*To do*
Only the lines below between the one holding "Target: drainpipe" and the one holding "Point on each instance of the man's left", inclusive, are to be reproduced word for word; the pictures are to be left out.

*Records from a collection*

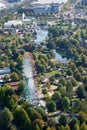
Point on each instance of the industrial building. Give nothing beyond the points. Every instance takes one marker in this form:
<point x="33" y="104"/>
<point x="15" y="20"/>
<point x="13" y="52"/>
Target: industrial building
<point x="41" y="8"/>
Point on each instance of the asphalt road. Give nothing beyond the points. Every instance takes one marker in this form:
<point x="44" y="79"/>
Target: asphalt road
<point x="29" y="86"/>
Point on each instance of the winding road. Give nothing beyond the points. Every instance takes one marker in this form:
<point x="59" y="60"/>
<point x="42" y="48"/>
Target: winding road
<point x="30" y="92"/>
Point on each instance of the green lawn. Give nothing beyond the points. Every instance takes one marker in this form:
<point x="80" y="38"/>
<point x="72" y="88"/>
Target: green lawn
<point x="53" y="73"/>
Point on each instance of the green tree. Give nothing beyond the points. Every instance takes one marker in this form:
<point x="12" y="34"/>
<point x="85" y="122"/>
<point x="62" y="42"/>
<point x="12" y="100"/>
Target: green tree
<point x="63" y="120"/>
<point x="81" y="92"/>
<point x="62" y="81"/>
<point x="83" y="126"/>
<point x="20" y="87"/>
<point x="56" y="96"/>
<point x="14" y="76"/>
<point x="76" y="127"/>
<point x="51" y="106"/>
<point x="21" y="119"/>
<point x="73" y="122"/>
<point x="65" y="103"/>
<point x="6" y="118"/>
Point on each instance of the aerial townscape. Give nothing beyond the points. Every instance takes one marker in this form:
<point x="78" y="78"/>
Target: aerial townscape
<point x="43" y="64"/>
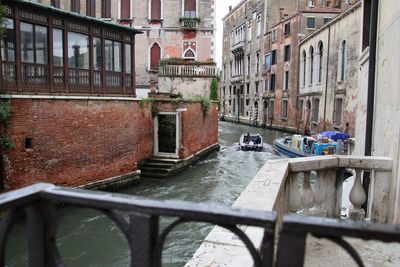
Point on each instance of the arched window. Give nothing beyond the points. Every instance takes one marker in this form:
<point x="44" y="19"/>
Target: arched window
<point x="155" y="9"/>
<point x="155" y="55"/>
<point x="311" y="64"/>
<point x="304" y="65"/>
<point x="190" y="9"/>
<point x="189" y="54"/>
<point x="342" y="61"/>
<point x="320" y="60"/>
<point x="125" y="9"/>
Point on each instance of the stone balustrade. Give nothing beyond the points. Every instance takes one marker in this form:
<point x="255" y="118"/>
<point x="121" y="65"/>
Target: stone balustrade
<point x="317" y="186"/>
<point x="188" y="71"/>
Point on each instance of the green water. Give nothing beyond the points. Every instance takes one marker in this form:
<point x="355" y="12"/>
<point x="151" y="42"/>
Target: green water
<point x="88" y="238"/>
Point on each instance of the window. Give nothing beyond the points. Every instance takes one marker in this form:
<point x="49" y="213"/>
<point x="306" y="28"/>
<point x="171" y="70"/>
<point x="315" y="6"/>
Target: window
<point x="272" y="82"/>
<point x="128" y="58"/>
<point x="301" y="106"/>
<point x="274" y="36"/>
<point x="337" y="115"/>
<point x="258" y="25"/>
<point x="78" y="48"/>
<point x="273" y="57"/>
<point x="155" y="55"/>
<point x="249" y="31"/>
<point x="304" y="67"/>
<point x="267" y="63"/>
<point x="34" y="46"/>
<point x="326" y="20"/>
<point x="311" y="64"/>
<point x="248" y="64"/>
<point x="8" y="41"/>
<point x="320" y="60"/>
<point x="91" y="8"/>
<point x="286" y="80"/>
<point x="113" y="56"/>
<point x="58" y="48"/>
<point x="258" y="62"/>
<point x="55" y="3"/>
<point x="342" y="61"/>
<point x="75" y="6"/>
<point x="125" y="9"/>
<point x="8" y="50"/>
<point x="190" y="9"/>
<point x="106" y="8"/>
<point x="287" y="53"/>
<point x="310" y="23"/>
<point x="287" y="29"/>
<point x="271" y="109"/>
<point x="284" y="109"/>
<point x="315" y="110"/>
<point x="97" y="57"/>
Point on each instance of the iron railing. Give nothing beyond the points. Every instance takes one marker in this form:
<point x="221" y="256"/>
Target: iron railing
<point x="37" y="203"/>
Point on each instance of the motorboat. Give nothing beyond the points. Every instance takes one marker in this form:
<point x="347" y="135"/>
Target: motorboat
<point x="325" y="143"/>
<point x="251" y="142"/>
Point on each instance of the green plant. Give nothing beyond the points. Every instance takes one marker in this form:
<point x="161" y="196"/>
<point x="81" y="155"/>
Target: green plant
<point x="205" y="104"/>
<point x="214" y="90"/>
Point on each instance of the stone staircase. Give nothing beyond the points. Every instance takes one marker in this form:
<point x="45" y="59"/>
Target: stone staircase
<point x="159" y="167"/>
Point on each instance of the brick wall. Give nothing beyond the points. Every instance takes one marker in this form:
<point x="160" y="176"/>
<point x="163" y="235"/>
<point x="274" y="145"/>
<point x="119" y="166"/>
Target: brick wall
<point x="79" y="141"/>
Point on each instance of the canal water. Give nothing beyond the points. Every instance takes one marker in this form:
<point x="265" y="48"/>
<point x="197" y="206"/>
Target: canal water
<point x="88" y="238"/>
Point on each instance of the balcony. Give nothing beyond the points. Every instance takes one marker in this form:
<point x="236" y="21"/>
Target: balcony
<point x="205" y="71"/>
<point x="238" y="47"/>
<point x="189" y="23"/>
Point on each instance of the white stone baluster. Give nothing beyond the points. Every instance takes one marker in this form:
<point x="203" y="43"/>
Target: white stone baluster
<point x="306" y="193"/>
<point x="357" y="199"/>
<point x="294" y="194"/>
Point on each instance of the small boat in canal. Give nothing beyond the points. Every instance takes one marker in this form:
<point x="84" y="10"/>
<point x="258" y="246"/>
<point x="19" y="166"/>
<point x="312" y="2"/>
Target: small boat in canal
<point x="326" y="143"/>
<point x="251" y="142"/>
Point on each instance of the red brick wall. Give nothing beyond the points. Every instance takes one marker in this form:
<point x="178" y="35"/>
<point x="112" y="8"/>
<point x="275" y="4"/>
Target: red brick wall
<point x="80" y="141"/>
<point x="76" y="141"/>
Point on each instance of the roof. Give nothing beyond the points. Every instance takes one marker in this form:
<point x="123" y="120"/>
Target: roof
<point x="72" y="14"/>
<point x="333" y="21"/>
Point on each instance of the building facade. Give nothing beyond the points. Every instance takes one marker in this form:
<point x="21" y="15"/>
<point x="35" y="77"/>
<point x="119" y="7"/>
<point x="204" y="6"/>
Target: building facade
<point x="171" y="29"/>
<point x="253" y="60"/>
<point x="329" y="76"/>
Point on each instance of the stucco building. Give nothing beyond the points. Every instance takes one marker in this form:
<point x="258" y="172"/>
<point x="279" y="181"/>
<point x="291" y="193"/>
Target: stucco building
<point x="171" y="29"/>
<point x="248" y="43"/>
<point x="328" y="74"/>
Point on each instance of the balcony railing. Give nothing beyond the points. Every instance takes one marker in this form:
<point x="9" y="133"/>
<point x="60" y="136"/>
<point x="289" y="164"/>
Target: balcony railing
<point x="188" y="71"/>
<point x="189" y="23"/>
<point x="237" y="47"/>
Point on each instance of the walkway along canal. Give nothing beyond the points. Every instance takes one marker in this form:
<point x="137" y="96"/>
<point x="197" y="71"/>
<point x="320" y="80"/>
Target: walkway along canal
<point x="88" y="238"/>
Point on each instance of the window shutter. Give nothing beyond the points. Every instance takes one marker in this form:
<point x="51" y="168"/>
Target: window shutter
<point x="125" y="9"/>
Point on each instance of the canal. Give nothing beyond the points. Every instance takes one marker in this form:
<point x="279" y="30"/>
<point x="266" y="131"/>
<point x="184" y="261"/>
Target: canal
<point x="88" y="238"/>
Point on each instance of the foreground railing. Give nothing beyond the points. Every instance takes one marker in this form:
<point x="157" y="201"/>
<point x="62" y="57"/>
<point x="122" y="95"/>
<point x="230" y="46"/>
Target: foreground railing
<point x="38" y="204"/>
<point x="188" y="71"/>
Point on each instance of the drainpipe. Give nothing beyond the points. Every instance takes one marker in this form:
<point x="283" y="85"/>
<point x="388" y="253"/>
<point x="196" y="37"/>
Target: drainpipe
<point x="326" y="74"/>
<point x="371" y="77"/>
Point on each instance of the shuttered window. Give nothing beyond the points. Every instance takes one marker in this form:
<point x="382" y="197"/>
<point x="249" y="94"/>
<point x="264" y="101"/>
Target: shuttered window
<point x="190" y="8"/>
<point x="91" y="8"/>
<point x="125" y="9"/>
<point x="106" y="8"/>
<point x="155" y="9"/>
<point x="155" y="54"/>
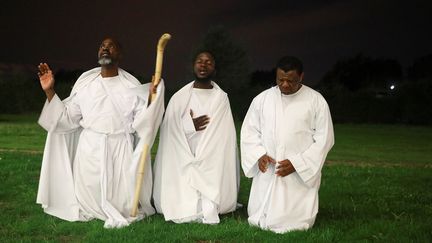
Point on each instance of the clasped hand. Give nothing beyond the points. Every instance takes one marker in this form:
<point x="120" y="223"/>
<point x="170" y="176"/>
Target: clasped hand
<point x="283" y="168"/>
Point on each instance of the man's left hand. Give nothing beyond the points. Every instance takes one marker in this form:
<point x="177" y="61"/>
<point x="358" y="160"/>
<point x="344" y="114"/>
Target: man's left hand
<point x="284" y="168"/>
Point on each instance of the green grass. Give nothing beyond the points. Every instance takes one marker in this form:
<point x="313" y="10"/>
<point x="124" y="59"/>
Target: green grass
<point x="376" y="187"/>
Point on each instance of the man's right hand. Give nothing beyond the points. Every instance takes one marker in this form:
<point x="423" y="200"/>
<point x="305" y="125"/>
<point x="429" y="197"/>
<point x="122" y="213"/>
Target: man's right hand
<point x="264" y="161"/>
<point x="46" y="79"/>
<point x="200" y="122"/>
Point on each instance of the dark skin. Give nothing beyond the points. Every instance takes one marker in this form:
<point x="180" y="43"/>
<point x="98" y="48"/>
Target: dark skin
<point x="108" y="49"/>
<point x="289" y="82"/>
<point x="204" y="68"/>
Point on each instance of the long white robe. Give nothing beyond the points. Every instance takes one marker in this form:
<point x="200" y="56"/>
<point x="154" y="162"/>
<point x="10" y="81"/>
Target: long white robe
<point x="297" y="127"/>
<point x="92" y="151"/>
<point x="185" y="181"/>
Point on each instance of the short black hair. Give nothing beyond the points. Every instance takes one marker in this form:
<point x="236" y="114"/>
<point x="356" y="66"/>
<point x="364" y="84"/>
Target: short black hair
<point x="115" y="41"/>
<point x="288" y="63"/>
<point x="199" y="51"/>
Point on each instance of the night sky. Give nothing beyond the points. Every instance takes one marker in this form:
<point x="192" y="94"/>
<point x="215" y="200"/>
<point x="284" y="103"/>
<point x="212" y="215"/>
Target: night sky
<point x="67" y="34"/>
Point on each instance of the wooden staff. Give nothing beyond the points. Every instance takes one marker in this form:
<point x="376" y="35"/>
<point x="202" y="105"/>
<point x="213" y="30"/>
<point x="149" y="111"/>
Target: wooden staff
<point x="157" y="76"/>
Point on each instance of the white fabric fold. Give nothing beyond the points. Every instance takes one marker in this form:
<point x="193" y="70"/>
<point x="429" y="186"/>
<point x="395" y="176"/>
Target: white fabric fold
<point x="297" y="127"/>
<point x="182" y="178"/>
<point x="90" y="159"/>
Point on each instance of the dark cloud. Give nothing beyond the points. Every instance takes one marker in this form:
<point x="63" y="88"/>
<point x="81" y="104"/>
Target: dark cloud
<point x="67" y="34"/>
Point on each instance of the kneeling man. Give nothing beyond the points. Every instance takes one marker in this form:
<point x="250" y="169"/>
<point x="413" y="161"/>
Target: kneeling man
<point x="196" y="168"/>
<point x="285" y="138"/>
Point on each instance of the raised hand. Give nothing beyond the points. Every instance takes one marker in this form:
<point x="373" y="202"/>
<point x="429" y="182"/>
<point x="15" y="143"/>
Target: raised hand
<point x="200" y="122"/>
<point x="284" y="168"/>
<point x="264" y="161"/>
<point x="46" y="77"/>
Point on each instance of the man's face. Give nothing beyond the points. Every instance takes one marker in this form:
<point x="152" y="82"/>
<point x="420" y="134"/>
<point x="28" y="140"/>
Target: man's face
<point x="109" y="52"/>
<point x="204" y="66"/>
<point x="289" y="82"/>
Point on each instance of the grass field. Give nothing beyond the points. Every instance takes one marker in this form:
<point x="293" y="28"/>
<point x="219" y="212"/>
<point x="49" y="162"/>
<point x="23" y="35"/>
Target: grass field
<point x="376" y="186"/>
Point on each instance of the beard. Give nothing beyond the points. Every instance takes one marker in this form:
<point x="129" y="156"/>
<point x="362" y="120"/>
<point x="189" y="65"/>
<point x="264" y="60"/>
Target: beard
<point x="204" y="80"/>
<point x="105" y="61"/>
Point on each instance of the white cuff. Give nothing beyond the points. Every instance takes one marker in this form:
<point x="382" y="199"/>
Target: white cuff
<point x="188" y="126"/>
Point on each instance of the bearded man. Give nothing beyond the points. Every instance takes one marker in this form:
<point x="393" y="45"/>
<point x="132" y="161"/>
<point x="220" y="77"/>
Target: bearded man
<point x="94" y="141"/>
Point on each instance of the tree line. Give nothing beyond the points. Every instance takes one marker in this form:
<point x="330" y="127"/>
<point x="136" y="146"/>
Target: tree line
<point x="359" y="89"/>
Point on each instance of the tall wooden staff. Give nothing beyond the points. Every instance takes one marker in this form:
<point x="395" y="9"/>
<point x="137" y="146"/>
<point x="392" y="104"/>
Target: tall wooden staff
<point x="163" y="40"/>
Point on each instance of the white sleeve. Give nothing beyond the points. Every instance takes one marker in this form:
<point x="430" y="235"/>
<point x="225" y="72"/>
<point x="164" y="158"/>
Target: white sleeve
<point x="310" y="162"/>
<point x="251" y="144"/>
<point x="60" y="116"/>
<point x="148" y="118"/>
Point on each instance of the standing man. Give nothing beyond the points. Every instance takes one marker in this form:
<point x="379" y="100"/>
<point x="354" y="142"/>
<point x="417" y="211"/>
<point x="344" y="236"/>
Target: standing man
<point x="196" y="168"/>
<point x="285" y="138"/>
<point x="94" y="141"/>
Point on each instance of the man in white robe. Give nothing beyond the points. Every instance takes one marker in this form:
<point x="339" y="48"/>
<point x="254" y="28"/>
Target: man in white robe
<point x="285" y="138"/>
<point x="94" y="141"/>
<point x="196" y="168"/>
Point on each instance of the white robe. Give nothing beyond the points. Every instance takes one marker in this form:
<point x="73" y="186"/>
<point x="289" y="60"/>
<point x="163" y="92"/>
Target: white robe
<point x="92" y="151"/>
<point x="183" y="179"/>
<point x="297" y="127"/>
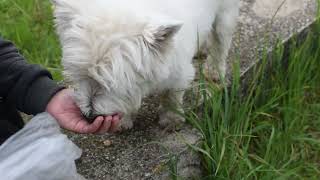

*Written answer*
Target: drainpipe
<point x="326" y="74"/>
<point x="371" y="77"/>
Point on each instance of the shuttered window. Give nothing beyond the points. Every instance takes one marker in this form:
<point x="382" y="197"/>
<point x="249" y="94"/>
<point x="264" y="101"/>
Target: shuttered window
<point x="190" y="8"/>
<point x="91" y="8"/>
<point x="125" y="9"/>
<point x="106" y="8"/>
<point x="155" y="9"/>
<point x="155" y="54"/>
Point on each instance of the clasped hand. Give nothing beyond the points. Every instance takes one marker in this form:
<point x="120" y="223"/>
<point x="170" y="176"/>
Target: clasped hand
<point x="283" y="168"/>
Point on each instance of the man's left hand. Give nothing beyond the points. Every instance takes one marker in this form:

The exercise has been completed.